= Problem requirements =
From the records below, copy each line in which the string "metal" occurs.

Excerpts from a dataset
━━━━
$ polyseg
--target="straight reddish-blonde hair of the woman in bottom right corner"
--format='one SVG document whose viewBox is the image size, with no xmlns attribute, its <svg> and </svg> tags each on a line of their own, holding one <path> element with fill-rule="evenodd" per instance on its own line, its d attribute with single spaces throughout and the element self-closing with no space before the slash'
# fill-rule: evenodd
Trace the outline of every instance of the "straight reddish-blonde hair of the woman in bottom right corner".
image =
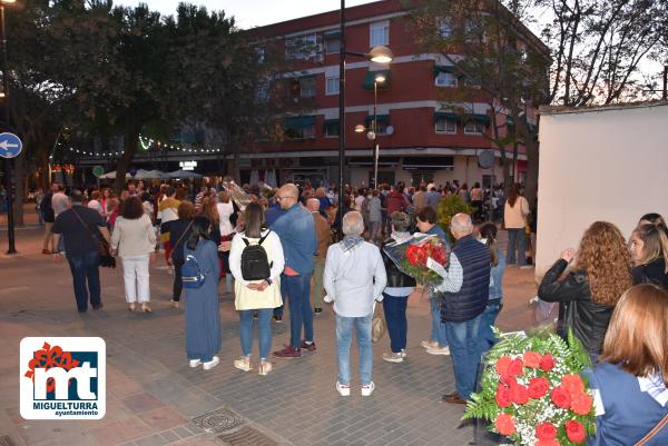
<svg viewBox="0 0 668 446">
<path fill-rule="evenodd" d="M 601 360 L 635 376 L 661 374 L 668 385 L 668 293 L 636 285 L 619 299 L 603 340 Z"/>
</svg>

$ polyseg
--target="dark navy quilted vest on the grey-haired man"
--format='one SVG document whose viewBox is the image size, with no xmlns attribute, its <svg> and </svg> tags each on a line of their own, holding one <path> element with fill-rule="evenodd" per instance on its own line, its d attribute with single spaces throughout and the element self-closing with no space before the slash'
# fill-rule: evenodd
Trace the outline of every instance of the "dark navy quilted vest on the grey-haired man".
<svg viewBox="0 0 668 446">
<path fill-rule="evenodd" d="M 490 296 L 491 256 L 487 246 L 473 238 L 462 237 L 455 241 L 452 252 L 464 270 L 459 293 L 444 293 L 441 301 L 441 320 L 463 323 L 479 316 Z"/>
</svg>

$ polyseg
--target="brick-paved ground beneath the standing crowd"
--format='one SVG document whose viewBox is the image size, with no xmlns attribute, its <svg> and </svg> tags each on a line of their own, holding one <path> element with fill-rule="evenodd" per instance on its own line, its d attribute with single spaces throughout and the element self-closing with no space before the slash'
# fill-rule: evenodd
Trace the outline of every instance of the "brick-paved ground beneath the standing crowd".
<svg viewBox="0 0 668 446">
<path fill-rule="evenodd" d="M 429 301 L 409 300 L 407 359 L 382 360 L 385 336 L 374 345 L 376 390 L 360 396 L 357 355 L 353 349 L 353 392 L 334 389 L 336 347 L 332 307 L 315 316 L 317 351 L 301 359 L 274 359 L 266 377 L 243 373 L 232 361 L 239 355 L 238 318 L 230 297 L 220 299 L 220 365 L 190 369 L 184 350 L 184 310 L 168 306 L 173 276 L 160 259 L 151 267 L 154 313 L 126 310 L 122 271 L 101 269 L 104 309 L 76 311 L 67 264 L 41 255 L 41 231 L 17 232 L 17 256 L 0 257 L 0 444 L 14 445 L 433 445 L 463 446 L 473 428 L 460 425 L 463 408 L 441 404 L 454 389 L 449 356 L 431 356 L 420 347 L 430 330 Z M 0 251 L 7 240 L 0 239 Z M 223 285 L 224 286 L 224 285 Z M 223 287 L 222 286 L 222 287 Z M 223 289 L 223 288 L 222 288 Z M 532 270 L 508 270 L 504 330 L 528 327 L 527 300 L 536 293 Z M 289 326 L 273 325 L 273 347 L 289 338 Z M 100 336 L 107 343 L 107 415 L 97 422 L 36 422 L 19 415 L 17 365 L 24 336 Z M 256 351 L 256 344 L 254 345 Z M 257 359 L 255 354 L 254 359 Z M 218 410 L 214 413 L 215 410 Z"/>
</svg>

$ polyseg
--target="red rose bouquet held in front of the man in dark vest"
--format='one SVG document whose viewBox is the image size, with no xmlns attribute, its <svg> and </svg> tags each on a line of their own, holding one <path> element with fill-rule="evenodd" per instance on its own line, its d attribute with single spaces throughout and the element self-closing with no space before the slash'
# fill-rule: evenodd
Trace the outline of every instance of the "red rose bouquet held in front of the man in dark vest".
<svg viewBox="0 0 668 446">
<path fill-rule="evenodd" d="M 438 236 L 416 232 L 387 244 L 383 249 L 403 274 L 419 284 L 431 285 L 443 280 L 449 252 Z"/>
</svg>

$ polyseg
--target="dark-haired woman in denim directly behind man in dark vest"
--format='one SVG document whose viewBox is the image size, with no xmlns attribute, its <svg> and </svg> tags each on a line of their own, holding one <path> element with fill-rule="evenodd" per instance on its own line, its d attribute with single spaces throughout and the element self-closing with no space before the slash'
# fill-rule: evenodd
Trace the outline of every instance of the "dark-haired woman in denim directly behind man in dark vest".
<svg viewBox="0 0 668 446">
<path fill-rule="evenodd" d="M 499 341 L 492 331 L 492 326 L 497 321 L 501 308 L 503 308 L 503 274 L 505 272 L 505 257 L 497 242 L 497 225 L 487 222 L 479 229 L 480 241 L 490 249 L 490 262 L 492 269 L 490 272 L 490 297 L 488 306 L 482 313 L 480 319 L 480 350 L 487 351 Z"/>
</svg>

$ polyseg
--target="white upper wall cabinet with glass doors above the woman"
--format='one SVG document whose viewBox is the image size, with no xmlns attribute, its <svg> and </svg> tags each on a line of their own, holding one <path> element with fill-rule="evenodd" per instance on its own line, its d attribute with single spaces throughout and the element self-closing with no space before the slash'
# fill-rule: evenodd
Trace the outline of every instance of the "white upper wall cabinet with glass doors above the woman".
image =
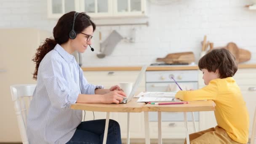
<svg viewBox="0 0 256 144">
<path fill-rule="evenodd" d="M 69 11 L 92 18 L 143 17 L 146 0 L 48 0 L 48 18 L 59 19 Z"/>
</svg>

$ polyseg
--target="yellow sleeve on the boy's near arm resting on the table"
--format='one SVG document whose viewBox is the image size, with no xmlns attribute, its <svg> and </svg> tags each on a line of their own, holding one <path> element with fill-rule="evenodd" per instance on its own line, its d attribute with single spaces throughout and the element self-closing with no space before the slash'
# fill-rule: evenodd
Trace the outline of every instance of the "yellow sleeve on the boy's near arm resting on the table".
<svg viewBox="0 0 256 144">
<path fill-rule="evenodd" d="M 178 91 L 175 98 L 182 101 L 215 100 L 217 96 L 216 80 L 211 80 L 205 87 L 195 91 Z"/>
</svg>

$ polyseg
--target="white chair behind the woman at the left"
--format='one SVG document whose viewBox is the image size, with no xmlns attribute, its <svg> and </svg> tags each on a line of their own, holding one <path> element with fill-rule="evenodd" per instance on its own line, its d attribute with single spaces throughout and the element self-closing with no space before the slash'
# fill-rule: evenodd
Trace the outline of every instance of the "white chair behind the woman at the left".
<svg viewBox="0 0 256 144">
<path fill-rule="evenodd" d="M 19 131 L 23 144 L 29 144 L 26 133 L 27 109 L 26 102 L 30 103 L 36 85 L 11 85 L 11 98 L 18 119 Z M 27 101 L 26 101 L 27 100 Z M 27 106 L 28 107 L 28 106 Z"/>
</svg>

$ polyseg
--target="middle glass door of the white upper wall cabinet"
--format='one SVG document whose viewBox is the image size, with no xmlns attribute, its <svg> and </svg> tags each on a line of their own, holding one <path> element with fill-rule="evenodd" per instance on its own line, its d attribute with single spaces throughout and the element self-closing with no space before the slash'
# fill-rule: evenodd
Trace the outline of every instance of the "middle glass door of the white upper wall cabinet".
<svg viewBox="0 0 256 144">
<path fill-rule="evenodd" d="M 91 17 L 112 16 L 112 0 L 81 0 L 80 11 Z"/>
</svg>

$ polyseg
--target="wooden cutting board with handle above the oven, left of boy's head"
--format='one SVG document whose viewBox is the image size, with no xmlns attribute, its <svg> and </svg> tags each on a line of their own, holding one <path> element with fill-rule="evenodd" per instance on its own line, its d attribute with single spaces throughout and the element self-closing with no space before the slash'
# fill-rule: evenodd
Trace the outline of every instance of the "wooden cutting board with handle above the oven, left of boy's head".
<svg viewBox="0 0 256 144">
<path fill-rule="evenodd" d="M 193 52 L 183 53 L 169 53 L 165 58 L 157 58 L 157 61 L 164 61 L 167 64 L 174 63 L 188 63 L 195 62 L 195 55 Z"/>
</svg>

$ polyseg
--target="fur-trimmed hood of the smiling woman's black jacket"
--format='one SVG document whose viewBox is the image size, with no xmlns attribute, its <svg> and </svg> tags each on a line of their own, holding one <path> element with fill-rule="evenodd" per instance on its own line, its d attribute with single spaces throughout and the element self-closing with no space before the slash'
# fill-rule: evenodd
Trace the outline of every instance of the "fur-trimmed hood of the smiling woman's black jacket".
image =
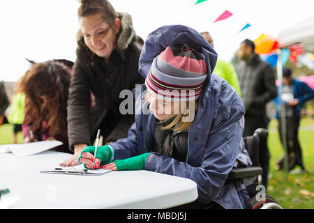
<svg viewBox="0 0 314 223">
<path fill-rule="evenodd" d="M 117 52 L 124 58 L 124 50 L 128 45 L 136 40 L 136 33 L 133 29 L 132 17 L 128 13 L 117 13 L 121 20 L 121 30 L 117 38 Z M 82 48 L 88 48 L 84 43 L 82 31 L 77 31 L 77 45 Z"/>
</svg>

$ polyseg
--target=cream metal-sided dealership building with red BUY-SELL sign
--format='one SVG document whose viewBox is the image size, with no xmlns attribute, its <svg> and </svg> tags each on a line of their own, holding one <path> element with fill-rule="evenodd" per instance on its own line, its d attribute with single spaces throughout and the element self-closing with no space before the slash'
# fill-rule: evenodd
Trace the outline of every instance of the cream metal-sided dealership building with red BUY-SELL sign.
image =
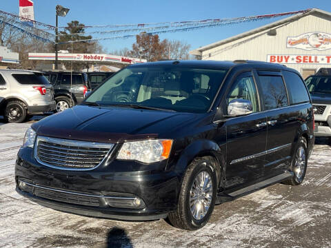
<svg viewBox="0 0 331 248">
<path fill-rule="evenodd" d="M 312 9 L 190 51 L 197 59 L 281 63 L 303 78 L 331 68 L 331 12 Z"/>
</svg>

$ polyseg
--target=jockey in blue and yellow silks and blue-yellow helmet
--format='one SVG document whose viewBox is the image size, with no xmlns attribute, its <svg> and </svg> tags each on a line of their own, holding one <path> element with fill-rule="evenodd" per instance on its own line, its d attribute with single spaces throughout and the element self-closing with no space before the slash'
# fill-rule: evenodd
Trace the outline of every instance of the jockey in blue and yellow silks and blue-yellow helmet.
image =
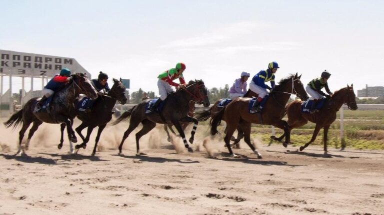
<svg viewBox="0 0 384 215">
<path fill-rule="evenodd" d="M 259 103 L 262 98 L 267 94 L 266 89 L 272 90 L 274 88 L 274 73 L 278 69 L 278 64 L 276 62 L 270 62 L 268 64 L 267 70 L 261 70 L 255 74 L 252 78 L 252 81 L 249 83 L 249 89 L 258 94 L 257 100 L 253 103 L 251 111 L 258 112 L 262 107 L 259 107 Z M 265 82 L 270 81 L 270 86 L 264 84 Z"/>
</svg>

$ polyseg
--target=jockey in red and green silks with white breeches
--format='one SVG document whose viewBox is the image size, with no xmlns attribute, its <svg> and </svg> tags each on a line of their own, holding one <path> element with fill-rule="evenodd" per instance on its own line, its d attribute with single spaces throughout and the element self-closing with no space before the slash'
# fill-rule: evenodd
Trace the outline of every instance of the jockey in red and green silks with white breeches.
<svg viewBox="0 0 384 215">
<path fill-rule="evenodd" d="M 168 93 L 173 92 L 172 87 L 170 87 L 171 85 L 174 87 L 185 88 L 186 84 L 184 77 L 182 76 L 182 72 L 184 70 L 185 64 L 179 62 L 176 64 L 175 68 L 166 70 L 157 76 L 158 94 L 160 95 L 160 98 L 157 99 L 156 103 L 154 103 L 154 105 L 150 108 L 151 111 L 154 111 L 158 104 L 166 99 Z M 173 80 L 176 78 L 178 78 L 180 84 L 173 82 Z"/>
</svg>

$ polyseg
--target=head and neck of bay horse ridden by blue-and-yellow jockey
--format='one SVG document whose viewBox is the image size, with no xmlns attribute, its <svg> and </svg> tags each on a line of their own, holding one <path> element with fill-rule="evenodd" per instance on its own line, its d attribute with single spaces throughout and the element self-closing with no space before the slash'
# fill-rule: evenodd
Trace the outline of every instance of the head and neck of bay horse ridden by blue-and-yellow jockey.
<svg viewBox="0 0 384 215">
<path fill-rule="evenodd" d="M 304 86 L 302 85 L 300 78 L 301 75 L 297 76 L 297 73 L 294 75 L 291 74 L 290 76 L 281 79 L 280 82 L 278 82 L 278 85 L 273 89 L 273 91 L 282 92 L 286 94 L 295 94 L 301 100 L 305 101 L 309 97 L 305 92 Z"/>
</svg>

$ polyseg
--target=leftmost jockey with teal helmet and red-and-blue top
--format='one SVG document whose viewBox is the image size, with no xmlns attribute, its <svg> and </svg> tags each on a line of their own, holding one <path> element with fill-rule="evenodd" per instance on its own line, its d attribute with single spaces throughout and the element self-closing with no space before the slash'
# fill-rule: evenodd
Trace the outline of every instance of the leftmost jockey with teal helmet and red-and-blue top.
<svg viewBox="0 0 384 215">
<path fill-rule="evenodd" d="M 42 103 L 53 95 L 58 89 L 64 86 L 68 81 L 71 80 L 70 70 L 68 68 L 63 68 L 60 71 L 60 74 L 56 74 L 48 83 L 44 86 L 44 89 L 41 90 L 42 97 L 40 101 L 37 102 L 37 108 L 40 109 Z"/>
</svg>

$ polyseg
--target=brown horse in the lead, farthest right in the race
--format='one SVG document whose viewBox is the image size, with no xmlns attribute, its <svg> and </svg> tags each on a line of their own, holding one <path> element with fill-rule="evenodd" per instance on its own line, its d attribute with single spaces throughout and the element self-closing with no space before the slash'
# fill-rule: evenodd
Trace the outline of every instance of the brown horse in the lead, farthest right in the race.
<svg viewBox="0 0 384 215">
<path fill-rule="evenodd" d="M 342 104 L 346 104 L 350 110 L 356 110 L 357 104 L 355 100 L 355 95 L 353 92 L 353 84 L 350 86 L 346 86 L 344 88 L 341 88 L 333 93 L 333 95 L 330 97 L 329 100 L 324 102 L 324 106 L 319 110 L 319 112 L 310 114 L 310 113 L 303 113 L 300 111 L 300 107 L 302 104 L 302 101 L 294 100 L 286 105 L 285 112 L 288 116 L 288 131 L 290 132 L 294 128 L 299 128 L 308 121 L 313 122 L 316 124 L 312 138 L 309 142 L 307 142 L 304 146 L 300 147 L 300 151 L 304 150 L 309 144 L 311 144 L 315 139 L 320 131 L 321 128 L 324 130 L 324 155 L 327 154 L 326 149 L 326 141 L 327 141 L 327 134 L 330 124 L 334 122 L 336 119 L 336 112 L 340 109 Z M 271 136 L 273 140 L 281 141 L 281 139 L 285 136 L 285 133 L 282 134 L 279 138 L 276 138 L 274 136 Z"/>
</svg>

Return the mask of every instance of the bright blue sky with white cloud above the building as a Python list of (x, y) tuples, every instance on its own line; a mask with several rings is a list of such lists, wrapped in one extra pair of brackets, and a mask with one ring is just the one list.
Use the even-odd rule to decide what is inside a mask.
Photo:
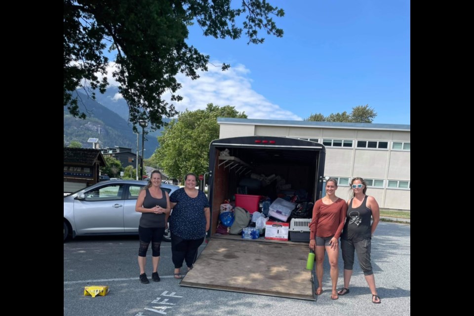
━━━━
= Answer below =
--target=cream metal-sided dealership building with red BUY-SELL sign
Trace the outline of every instance of the cream metal-sided dealership building with red BUY-SELL sign.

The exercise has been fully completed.